• _INSTRUCTIONS FOR THE TASK_
Continue the biographical text about Kilifarski from its last sentence.

He was born in Harsovo, Bulgaria in 1879. He studied at the gymnasium in Razgrad. His brother, Aleksandar Kilifarski, was a teacher in Patele. In 1893 he started his revolutionary activities as a member of a Macedonian Secret Revolutionary Committee. Later Kilifarski became a member of the Internal Macedonian Revolutionary Organization and a friend with Gotse Delchev. During this period, he began to organize kidnappings for ransom. His chetnik was Trayko Gyotov.

Kilifarski left the IMRO, settled in Sofia, and in 1907, together with Mihail Gerdzhikov, founded Svobodno Opshtestvo, the first periodic anarchistic newspaper in Bulgaria, and later, Bezvlastie.

• _SUPPLIED MATERIAL_
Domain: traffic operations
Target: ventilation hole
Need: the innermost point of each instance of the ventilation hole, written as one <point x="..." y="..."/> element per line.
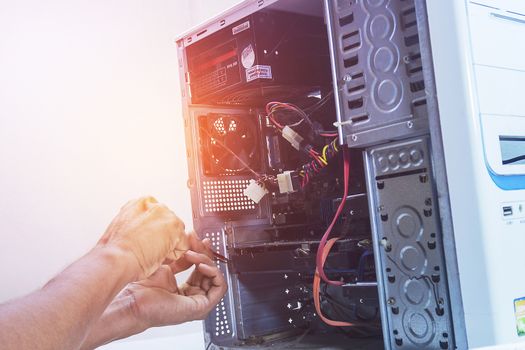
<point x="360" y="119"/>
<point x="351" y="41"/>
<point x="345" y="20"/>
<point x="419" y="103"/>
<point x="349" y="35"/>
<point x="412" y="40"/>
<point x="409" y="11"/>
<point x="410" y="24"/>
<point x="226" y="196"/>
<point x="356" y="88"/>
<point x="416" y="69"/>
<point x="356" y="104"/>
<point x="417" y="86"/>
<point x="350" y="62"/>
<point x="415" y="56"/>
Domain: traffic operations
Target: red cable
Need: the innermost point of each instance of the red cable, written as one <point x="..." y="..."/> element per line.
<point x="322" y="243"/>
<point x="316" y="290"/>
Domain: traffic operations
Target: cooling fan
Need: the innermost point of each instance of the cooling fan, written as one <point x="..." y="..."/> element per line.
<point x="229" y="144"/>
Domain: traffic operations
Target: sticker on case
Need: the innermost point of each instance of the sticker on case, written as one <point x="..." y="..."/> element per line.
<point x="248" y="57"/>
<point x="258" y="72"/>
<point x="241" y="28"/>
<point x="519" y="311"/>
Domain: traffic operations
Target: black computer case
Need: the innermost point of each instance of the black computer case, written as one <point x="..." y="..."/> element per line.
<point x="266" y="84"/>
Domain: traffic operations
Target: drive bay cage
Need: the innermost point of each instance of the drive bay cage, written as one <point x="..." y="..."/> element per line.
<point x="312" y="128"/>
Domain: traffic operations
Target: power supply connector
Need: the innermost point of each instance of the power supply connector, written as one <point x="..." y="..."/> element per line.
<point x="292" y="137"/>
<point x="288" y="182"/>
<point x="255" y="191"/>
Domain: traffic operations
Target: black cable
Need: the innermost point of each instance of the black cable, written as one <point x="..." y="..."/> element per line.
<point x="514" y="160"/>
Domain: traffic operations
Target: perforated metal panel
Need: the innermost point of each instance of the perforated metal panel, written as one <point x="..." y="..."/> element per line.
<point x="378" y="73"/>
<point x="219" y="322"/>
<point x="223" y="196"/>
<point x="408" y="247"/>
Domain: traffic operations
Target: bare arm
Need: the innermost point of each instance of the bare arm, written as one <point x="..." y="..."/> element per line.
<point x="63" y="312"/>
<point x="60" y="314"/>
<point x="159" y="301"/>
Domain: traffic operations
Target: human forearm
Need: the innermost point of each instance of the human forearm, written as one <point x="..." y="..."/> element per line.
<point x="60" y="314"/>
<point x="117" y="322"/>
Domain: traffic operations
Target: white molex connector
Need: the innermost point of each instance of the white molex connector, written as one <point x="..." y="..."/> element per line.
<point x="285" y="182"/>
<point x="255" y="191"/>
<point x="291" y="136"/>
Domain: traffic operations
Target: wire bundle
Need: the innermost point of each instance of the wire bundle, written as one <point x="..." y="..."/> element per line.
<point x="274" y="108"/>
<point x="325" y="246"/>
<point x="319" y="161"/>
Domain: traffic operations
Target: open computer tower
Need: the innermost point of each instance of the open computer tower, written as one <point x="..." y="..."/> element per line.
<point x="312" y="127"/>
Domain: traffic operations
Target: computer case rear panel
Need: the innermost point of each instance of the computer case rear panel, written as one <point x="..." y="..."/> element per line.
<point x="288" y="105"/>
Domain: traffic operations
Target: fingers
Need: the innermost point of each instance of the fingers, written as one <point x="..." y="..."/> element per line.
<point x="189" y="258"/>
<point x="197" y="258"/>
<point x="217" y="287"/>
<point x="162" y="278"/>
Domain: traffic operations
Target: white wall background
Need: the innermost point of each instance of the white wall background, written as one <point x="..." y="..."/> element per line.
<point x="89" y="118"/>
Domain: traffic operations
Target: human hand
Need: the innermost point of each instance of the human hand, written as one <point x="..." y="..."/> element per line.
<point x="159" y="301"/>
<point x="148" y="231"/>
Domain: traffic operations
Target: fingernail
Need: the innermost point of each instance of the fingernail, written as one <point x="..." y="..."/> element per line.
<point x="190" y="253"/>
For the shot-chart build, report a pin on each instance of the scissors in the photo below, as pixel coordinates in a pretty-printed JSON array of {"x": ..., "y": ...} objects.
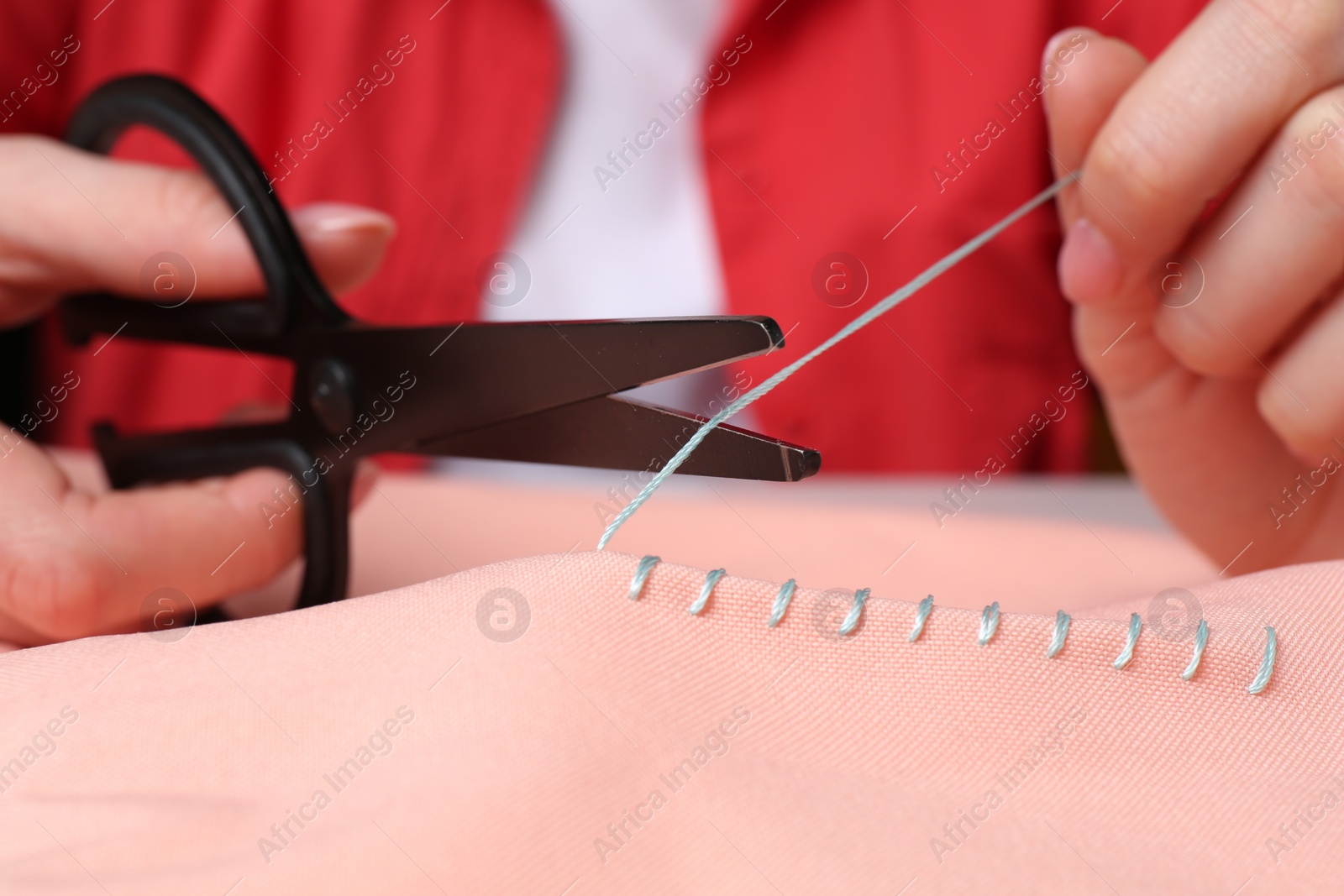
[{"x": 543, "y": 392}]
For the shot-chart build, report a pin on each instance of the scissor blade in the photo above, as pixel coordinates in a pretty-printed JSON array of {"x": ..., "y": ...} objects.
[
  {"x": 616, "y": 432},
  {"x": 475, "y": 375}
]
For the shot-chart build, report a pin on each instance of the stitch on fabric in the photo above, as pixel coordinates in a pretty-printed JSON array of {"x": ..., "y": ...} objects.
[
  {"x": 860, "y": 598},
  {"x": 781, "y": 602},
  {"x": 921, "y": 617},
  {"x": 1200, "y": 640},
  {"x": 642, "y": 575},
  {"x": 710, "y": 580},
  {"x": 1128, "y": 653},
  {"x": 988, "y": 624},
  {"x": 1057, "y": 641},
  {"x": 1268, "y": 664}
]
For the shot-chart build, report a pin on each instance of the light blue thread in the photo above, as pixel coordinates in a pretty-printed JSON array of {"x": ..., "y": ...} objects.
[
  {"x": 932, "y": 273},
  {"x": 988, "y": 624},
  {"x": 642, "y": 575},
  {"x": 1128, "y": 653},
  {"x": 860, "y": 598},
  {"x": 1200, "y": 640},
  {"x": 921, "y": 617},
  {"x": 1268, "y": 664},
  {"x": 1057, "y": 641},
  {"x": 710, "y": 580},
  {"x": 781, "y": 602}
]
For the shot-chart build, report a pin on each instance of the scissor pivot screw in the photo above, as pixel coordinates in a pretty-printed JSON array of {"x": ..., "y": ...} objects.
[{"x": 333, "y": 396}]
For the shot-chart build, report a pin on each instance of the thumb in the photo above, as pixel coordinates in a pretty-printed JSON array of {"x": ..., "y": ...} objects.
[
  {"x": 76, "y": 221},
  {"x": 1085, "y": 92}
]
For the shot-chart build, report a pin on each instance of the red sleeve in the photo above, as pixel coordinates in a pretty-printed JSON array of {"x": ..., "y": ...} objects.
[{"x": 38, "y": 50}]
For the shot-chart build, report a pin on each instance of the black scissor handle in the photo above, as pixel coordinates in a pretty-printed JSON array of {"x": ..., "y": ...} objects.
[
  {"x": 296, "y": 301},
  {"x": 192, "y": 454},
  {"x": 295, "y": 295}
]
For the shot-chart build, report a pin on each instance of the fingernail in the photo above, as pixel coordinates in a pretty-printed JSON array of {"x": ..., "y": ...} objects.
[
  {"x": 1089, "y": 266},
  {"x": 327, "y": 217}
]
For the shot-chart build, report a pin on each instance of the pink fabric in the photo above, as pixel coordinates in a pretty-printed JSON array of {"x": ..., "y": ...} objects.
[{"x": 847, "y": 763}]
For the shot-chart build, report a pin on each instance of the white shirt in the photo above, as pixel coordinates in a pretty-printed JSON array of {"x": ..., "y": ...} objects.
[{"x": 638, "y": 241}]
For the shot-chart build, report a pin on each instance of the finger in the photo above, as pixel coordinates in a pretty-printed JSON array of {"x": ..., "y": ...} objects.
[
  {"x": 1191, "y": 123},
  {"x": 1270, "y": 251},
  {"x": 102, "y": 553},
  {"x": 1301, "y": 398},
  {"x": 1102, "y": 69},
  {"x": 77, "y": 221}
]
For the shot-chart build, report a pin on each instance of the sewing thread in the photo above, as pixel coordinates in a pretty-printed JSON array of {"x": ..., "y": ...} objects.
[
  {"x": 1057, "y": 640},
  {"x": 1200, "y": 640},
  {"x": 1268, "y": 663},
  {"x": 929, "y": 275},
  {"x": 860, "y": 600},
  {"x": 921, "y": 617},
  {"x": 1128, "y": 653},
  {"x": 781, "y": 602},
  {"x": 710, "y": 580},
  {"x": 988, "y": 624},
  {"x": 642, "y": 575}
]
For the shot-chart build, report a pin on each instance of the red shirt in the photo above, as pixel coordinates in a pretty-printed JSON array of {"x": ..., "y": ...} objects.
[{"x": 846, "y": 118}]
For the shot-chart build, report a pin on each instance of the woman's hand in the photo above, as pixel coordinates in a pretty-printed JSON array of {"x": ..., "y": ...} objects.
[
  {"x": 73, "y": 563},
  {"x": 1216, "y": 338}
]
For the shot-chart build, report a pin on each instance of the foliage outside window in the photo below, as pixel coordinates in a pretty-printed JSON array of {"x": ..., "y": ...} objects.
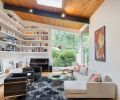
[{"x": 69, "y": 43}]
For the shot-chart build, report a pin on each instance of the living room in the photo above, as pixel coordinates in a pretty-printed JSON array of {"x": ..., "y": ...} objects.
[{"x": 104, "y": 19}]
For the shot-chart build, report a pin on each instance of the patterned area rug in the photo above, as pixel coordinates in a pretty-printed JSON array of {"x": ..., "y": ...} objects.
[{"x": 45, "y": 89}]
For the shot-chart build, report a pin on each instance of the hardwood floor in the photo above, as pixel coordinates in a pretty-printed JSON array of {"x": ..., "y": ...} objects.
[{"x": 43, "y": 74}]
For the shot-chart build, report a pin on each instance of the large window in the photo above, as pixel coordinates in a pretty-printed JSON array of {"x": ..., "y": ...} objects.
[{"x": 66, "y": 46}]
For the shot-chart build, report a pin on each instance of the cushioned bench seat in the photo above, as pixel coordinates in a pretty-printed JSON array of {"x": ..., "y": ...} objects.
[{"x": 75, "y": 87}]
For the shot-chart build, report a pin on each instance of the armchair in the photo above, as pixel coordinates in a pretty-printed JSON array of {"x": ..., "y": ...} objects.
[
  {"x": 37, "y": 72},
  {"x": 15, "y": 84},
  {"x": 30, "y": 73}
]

• _EXERCISE RESULT_
In 1912 he moved to France and joined Sébastien Faure's first labor-anarchist school, "La Rouche". Influenced by the experiments of Francisco Ferrer's Modern School, Kilifarski returned to Bulgaria and began establishing his own school, but the project was abandoned when the First Balkan War broke out in 1912. With the outbreak of the First World War in 1914, Kilifarski moved to Italy, spending part of the time under house arrest, before returning to Bulgaria after the war ended.

Kilifarski settled in his father's farmstead near Ashiklar, where he died on 20 January 1923 after a brief illness.